## AIM OF THE EXERCISE
Tell how many lines in the data contain the word "wall", and leave out everything else.

## GIVEN RECORDS

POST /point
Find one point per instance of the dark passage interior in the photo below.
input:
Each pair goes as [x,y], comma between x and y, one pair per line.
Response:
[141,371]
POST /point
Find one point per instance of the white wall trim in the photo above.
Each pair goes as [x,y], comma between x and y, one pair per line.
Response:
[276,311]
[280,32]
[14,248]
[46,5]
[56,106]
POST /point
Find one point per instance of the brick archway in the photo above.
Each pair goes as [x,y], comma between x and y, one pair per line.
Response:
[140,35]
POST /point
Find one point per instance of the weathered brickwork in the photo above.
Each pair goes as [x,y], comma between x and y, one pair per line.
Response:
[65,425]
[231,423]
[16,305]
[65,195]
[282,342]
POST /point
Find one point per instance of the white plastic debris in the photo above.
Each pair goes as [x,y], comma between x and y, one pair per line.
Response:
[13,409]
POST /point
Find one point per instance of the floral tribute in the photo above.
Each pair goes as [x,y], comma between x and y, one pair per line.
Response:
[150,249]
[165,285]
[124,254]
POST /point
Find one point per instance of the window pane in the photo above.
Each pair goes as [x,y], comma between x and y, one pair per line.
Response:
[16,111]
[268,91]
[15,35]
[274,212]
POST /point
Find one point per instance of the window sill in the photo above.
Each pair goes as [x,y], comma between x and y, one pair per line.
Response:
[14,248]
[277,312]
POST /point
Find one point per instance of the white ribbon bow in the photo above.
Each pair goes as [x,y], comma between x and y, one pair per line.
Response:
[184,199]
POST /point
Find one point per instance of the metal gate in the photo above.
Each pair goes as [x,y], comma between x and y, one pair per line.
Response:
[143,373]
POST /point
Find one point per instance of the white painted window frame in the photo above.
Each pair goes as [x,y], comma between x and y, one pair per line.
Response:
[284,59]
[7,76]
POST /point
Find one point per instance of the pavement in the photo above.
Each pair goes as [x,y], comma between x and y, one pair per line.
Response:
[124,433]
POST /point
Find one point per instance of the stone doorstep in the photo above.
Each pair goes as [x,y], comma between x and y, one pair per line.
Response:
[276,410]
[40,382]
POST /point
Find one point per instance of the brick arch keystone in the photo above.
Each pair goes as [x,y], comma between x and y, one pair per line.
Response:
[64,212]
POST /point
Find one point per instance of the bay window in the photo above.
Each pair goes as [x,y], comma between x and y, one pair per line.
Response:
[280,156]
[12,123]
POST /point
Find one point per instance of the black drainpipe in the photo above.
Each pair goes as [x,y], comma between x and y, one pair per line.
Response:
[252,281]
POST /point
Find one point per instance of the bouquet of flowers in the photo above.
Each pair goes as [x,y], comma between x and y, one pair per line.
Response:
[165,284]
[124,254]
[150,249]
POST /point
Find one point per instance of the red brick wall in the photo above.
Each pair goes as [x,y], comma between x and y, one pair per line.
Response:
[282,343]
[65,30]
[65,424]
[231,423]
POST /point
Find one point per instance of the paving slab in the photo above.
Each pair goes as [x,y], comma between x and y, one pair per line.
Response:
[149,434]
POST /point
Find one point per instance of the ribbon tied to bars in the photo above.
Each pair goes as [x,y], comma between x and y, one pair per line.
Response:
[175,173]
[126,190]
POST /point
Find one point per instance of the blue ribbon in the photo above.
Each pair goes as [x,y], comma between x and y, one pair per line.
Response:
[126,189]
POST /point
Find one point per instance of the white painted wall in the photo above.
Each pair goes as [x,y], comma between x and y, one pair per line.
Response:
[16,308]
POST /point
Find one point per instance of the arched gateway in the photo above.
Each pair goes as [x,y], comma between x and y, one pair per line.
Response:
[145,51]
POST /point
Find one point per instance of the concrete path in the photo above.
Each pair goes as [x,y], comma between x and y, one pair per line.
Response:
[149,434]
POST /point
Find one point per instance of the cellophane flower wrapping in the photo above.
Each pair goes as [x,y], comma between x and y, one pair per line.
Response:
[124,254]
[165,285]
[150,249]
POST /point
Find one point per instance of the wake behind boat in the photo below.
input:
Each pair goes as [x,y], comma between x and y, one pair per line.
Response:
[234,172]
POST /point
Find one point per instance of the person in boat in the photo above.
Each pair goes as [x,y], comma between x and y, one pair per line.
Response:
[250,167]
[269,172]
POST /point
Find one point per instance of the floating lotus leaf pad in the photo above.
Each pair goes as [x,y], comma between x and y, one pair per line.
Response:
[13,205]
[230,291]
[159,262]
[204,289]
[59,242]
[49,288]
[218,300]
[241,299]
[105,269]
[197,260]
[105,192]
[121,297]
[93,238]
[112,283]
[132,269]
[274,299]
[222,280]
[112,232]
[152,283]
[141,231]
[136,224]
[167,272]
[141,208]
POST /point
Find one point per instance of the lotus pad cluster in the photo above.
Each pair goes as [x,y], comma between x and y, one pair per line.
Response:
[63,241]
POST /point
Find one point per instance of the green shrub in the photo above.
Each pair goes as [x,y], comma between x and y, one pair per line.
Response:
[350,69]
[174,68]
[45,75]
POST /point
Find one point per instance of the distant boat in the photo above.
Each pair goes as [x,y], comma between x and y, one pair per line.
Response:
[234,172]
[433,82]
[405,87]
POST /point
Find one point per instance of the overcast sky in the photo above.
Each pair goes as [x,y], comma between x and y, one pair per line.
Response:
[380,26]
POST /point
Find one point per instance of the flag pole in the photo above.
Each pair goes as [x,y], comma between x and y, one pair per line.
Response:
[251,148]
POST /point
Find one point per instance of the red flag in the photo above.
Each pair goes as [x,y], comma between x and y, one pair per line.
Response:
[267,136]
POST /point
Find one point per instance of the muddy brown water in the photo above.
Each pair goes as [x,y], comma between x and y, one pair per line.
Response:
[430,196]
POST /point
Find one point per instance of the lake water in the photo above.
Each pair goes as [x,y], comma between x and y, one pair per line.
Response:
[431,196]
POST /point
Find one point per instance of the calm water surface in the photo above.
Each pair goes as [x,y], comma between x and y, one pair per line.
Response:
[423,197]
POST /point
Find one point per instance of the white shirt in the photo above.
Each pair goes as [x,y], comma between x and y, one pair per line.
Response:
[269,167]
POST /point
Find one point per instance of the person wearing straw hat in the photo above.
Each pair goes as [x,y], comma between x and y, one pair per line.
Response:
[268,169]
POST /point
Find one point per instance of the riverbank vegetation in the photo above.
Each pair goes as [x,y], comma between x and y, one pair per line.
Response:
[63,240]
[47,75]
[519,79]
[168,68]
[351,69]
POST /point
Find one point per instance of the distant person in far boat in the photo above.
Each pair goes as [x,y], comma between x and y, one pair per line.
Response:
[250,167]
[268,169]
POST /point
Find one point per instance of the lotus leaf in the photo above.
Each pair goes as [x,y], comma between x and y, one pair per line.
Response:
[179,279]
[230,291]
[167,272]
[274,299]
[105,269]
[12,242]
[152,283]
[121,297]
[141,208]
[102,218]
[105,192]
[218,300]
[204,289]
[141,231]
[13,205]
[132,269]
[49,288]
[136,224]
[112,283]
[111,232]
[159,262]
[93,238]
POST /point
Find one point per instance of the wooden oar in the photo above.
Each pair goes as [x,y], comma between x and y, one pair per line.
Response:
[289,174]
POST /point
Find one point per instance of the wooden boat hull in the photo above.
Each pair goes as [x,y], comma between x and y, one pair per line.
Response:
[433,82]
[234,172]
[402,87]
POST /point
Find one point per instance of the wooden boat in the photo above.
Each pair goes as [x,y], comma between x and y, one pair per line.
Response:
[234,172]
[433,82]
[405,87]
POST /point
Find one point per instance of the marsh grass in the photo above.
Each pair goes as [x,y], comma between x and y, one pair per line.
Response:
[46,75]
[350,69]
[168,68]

## OUTPUT
3